━━ Data supplied ━━

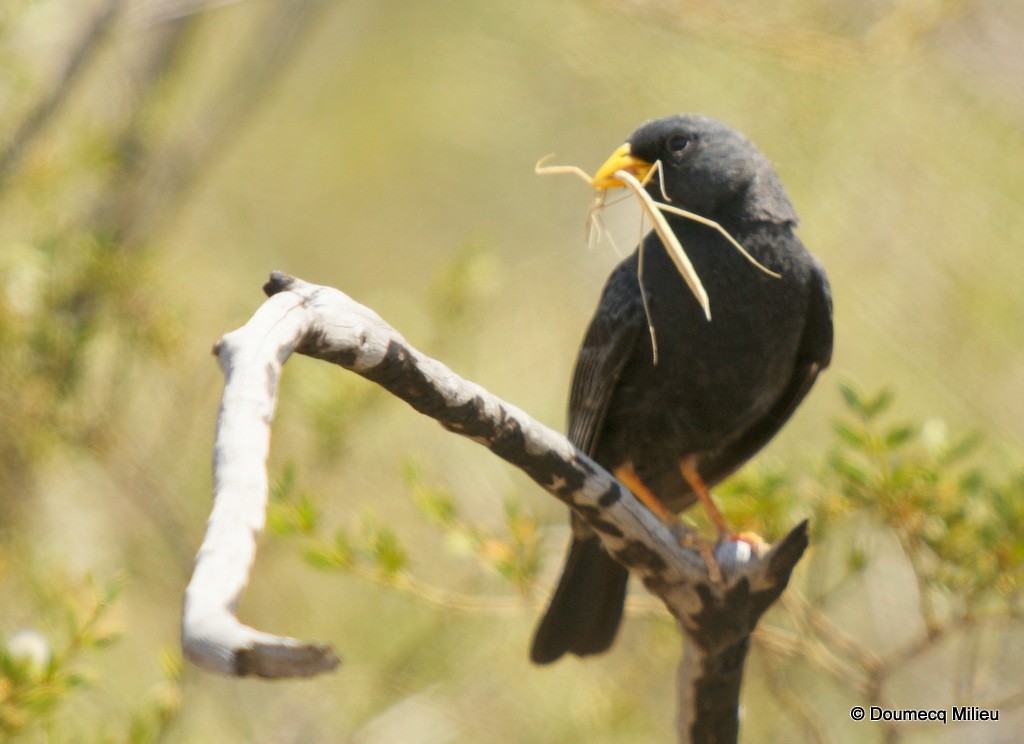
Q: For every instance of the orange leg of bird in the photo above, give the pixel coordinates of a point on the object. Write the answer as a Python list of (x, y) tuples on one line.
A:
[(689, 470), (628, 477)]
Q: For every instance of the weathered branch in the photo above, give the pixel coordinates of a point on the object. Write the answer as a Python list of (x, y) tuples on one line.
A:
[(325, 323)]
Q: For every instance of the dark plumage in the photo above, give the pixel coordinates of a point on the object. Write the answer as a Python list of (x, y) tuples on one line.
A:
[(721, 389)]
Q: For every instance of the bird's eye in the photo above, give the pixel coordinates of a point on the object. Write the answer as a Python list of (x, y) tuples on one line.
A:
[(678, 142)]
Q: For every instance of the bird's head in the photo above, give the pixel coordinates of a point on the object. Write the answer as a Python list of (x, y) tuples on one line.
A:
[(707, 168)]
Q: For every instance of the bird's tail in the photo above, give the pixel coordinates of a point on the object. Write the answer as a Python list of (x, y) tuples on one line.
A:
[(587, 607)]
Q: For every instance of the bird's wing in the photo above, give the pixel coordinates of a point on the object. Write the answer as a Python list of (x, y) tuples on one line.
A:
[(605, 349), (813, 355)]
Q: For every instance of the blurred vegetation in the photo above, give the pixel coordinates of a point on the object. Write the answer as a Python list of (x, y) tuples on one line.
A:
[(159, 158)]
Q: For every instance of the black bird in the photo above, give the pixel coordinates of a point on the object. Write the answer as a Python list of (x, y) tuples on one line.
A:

━━━

The task: Write out all the lines above again, replacing "pixel coordinates" with "image coordinates" and keeping everything else the same. Leave the pictures out.

Output for this task:
Q: For every instance of the orange leg of bird in the photo above, give the image coordinates of a point on the object. Write the answer as a Python list of (x, y) tuples on one line.
A:
[(689, 470), (628, 477)]
Q: For every instance of the weathered branch in the photo above, give the image coordinates of a point on the object. Write the answer as a Python list of (x, y) tuples on one line.
A:
[(325, 323)]
Q: For every instance of the dark plumage in the photo above, give the image coordinates of a point on the object. Write the answer as a Python list of (x, y) tuples on one line.
A:
[(721, 389)]
Q: For every instance of the bird's eye in the photo above, give the image coordinates of a point on the object. Write the answer as a Python list of (x, y) tuples on one line.
A:
[(678, 142)]
Q: For every instance of the bird's head in the photo above, give the image coordinates of a point on the object. Write the answer as a Python list of (x, y) tuples on one line.
A:
[(707, 168)]
Q: For every instance of the bird's tail in the photo above, give the image coordinates of a point on the object. Write the answer as a Python list of (x, y) tuples on one line.
A:
[(587, 607)]
Q: For every instance of the bird's wing in the photo above, give the image coordinates of a point on the object. Write the answer as a Python list of (x, y) tuples on one line.
A:
[(605, 349), (813, 355)]
Q: For every instance of the blurred vegetation in the photo above, give the image coordinates of a point on the object. Write the answer as a Python list of (x, y) tuples on one line.
A:
[(159, 158)]
Q: For every instance of the black bird in the photo above, give the image coordinates of a point on the object. Write the answer as a Python list of (x, y) tuples on one line.
A:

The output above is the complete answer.